→ What to work on
Repeat the records below verbatim, and do not copy their pictures.

→ Given information

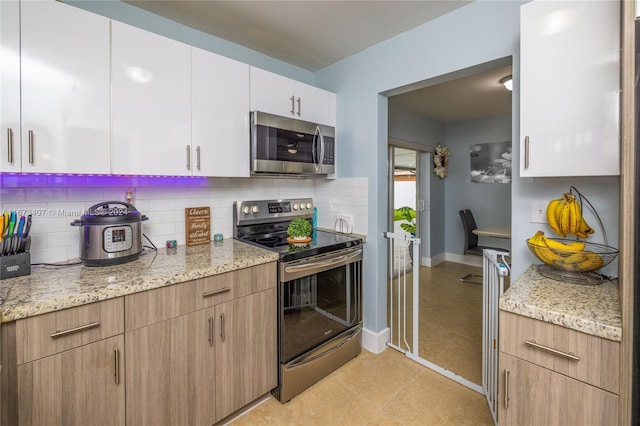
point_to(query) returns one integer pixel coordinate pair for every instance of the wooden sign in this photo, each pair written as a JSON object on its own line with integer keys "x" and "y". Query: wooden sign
{"x": 197, "y": 222}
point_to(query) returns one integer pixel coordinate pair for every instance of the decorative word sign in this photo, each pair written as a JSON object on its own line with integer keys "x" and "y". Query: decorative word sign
{"x": 197, "y": 222}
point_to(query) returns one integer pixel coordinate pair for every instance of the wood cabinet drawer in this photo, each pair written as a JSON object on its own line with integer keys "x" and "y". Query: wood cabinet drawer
{"x": 222, "y": 288}
{"x": 587, "y": 358}
{"x": 47, "y": 334}
{"x": 149, "y": 307}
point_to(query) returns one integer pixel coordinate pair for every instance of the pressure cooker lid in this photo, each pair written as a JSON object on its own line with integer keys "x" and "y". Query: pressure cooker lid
{"x": 111, "y": 212}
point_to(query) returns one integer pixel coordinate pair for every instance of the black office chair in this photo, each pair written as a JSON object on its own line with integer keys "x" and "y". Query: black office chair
{"x": 471, "y": 243}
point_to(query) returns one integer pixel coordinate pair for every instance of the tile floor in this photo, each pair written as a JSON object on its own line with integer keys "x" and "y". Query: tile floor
{"x": 384, "y": 389}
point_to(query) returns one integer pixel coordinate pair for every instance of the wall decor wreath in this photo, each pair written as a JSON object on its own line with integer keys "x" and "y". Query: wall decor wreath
{"x": 441, "y": 161}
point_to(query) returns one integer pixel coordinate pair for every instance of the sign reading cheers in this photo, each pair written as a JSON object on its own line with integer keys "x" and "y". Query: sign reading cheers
{"x": 197, "y": 225}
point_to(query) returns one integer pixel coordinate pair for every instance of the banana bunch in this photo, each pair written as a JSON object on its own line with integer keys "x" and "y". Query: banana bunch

→ Answer space
point_to(query) returns one integer pixel coordinate pair for every instance of the wooden sign in this photo, each pair written as a JSON object on its own line with integer keys "x" and "y". Query: wooden sign
{"x": 197, "y": 222}
point_to(query) returns one integer pixel coordinate pair for every instance of the decorative word sign in this photo, each pair written as a JSON object on its own line with integer keys "x" and "y". Query: decorative word sign
{"x": 197, "y": 222}
point_to(query) returns one integer pixel coordinate pair for every instance of the wood cabinet drawer in this photo, each pair written as a JSON object on its own line with integer keys "x" and "y". Query: wood cabinet drawer
{"x": 222, "y": 288}
{"x": 587, "y": 358}
{"x": 47, "y": 334}
{"x": 149, "y": 307}
point_to(query) returns one integer pixel coordinate pair for every instance of the pressure cooker lid in this photo, each pair written as a JSON object on its own line with integer keys "x" and "y". Query: pressure cooker lid
{"x": 111, "y": 212}
point_to(query) returns one integer pixel coordinate pair for every instance of the black office chair in this photo, each pair written as a JSON object on its own line with integer keys "x" and "y". Query: black office chair
{"x": 471, "y": 243}
point_to(query) returns one integer pixel coordinate pair for every instance of the tile floor in this photo, each pair written as a JSON object on its own line with integer keys "x" and "y". Query: tile floor
{"x": 384, "y": 389}
point_to(query) returns one integer pixel coordinate pair for every instance of the wall decor wreath in this photo, each pair written as a JSON object on its own line with integer keys "x" and "y". Query: wall decor wreath
{"x": 441, "y": 161}
point_to(query) returns one integer pixel coordinate pair for every instance of the sign reading cheers in this photo, each pair written as a JSON object on its own line with integer keys "x" and "y". Query: sign reading cheers
{"x": 197, "y": 225}
point_to(query) returns one integer pixel coordinate pair for every instance of the banana bunch in this photo, each pair written as a JSON object on its own line with integer keys "x" and "y". Query: banana bunch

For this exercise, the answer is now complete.